◆ OFFENE AUFGABEN
[a] Beantworten Sie anhand des Artikels über John Brownes Rücktritt bei BP:
(i) Wie alt ist John Browne laut Artikel?
(ii) In welcher Stadt und in welchem Jahr wurde er geboren?
(iii) Welche Nationalität hat Jeff Chevalier?
[b] Schreiben Sie aus dem Artikel über John Brownes Rücktritt bei BP die Passage von „Unter dem gläsernen“ bis „BP-Kassen begünstigt habe.“ wortgetreu ab.
[c] Wie könnte der Artikel über John Brownes Rücktritt bei BP weitergehen? Setzen Sie ihn im Anschluss an seinen letzten Satz fort.

Unter dem gläsernen Dach

John Browne, 59, hat von seinem Posten als Chef des Mineralölkonzerns BP zurücktreten müssen. Nicht wegen Korruption oder Unfähigkeit, sondern weil er sich eine schwule Liebesaffäre geleistet hat

VON JAN FEDDERSEN

Der Mann hatte es finanziell fein – und muss, was sein Persönliches anbetrifft, bittere Angst ausgestanden haben, und zwar zeitlebens: John Browne, 1948 in Hamburg als Sohn eines britischen Armeeoffiziers und einer ungarischen Auschwitzüberlebenden geboren, ist als Chef des BP-Mineralölkonzerns zurückgetreten. Der Grund: Ein britisches Gericht erlaubte der Zeitung News on Sunday, die Informationen des Kanadiers Jeff Chevalier auszubreiten, denen zufolge Browne ihn persönlich aus BP-Kassen begünstigt habe.

◆ QUELLENAUSZUG
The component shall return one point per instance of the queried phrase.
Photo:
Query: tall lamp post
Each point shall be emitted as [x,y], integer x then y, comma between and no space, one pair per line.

◆ LÖSUNGEN
[a]
(i) 59 Jahre
(ii) 1948 in Hamburg
(iii) Er ist Kanadier.

[b]
Unter dem gläsernen Dach

John Browne, 59, hat von seinem Posten als Chef des Mineralölkonzerns BP zurücktreten müssen. Nicht wegen Korruption oder Unfähigkeit, sondern weil er sich eine schwule Liebesaffäre geleistet hat

VON JAN FEDDERSEN

Der Mann hatte es finanziell fein – und muss, was sein Persönliches anbetrifft, bittere Angst ausgestanden haben, und zwar zeitlebens: John Browne, 1948 in Hamburg als Sohn eines britischen Armeeoffiziers und einer ungarischen Auschwitzüberlebenden geboren, ist als Chef des BP-Mineralölkonzerns zurückgetreten. Der Grund: Ein britisches Gericht erlaubte der Zeitung News on Sunday, die Informationen des Kanadiers Jeff Chevalier auszubreiten, denen zufolge Browne ihn persönlich aus BP-Kassen begünstigt habe.

[c]
Die Pointe: Mit den Enthüllungen wäre der Vertraute Tony Blairs nicht allein der Günstlingswirtschaft bezichtigt worden. Möglicherweise hätte dieser Vorwurf für den an Ökofragen interessierten Manager nicht den Rücktritt vom Posten des BP-Königs bedeuten müssen. Gewichtiger war, dass auf diese Weise publik wurde, dass der mit ganzen Paletten britischer Orden ausgezeichnete Absolvent von Schulen und Universitäten in Cambridge und Stanford, der von Königin Elizabeth II. zum Baron of Madingley ins Oberhaus geadelte Mann – schwul ist. Denn Chevalier konnte nur auspacken, was er mitzuteilen gedachte, weil er, von 2002 bis zum vorigen Jahr, mit Browne liiert war.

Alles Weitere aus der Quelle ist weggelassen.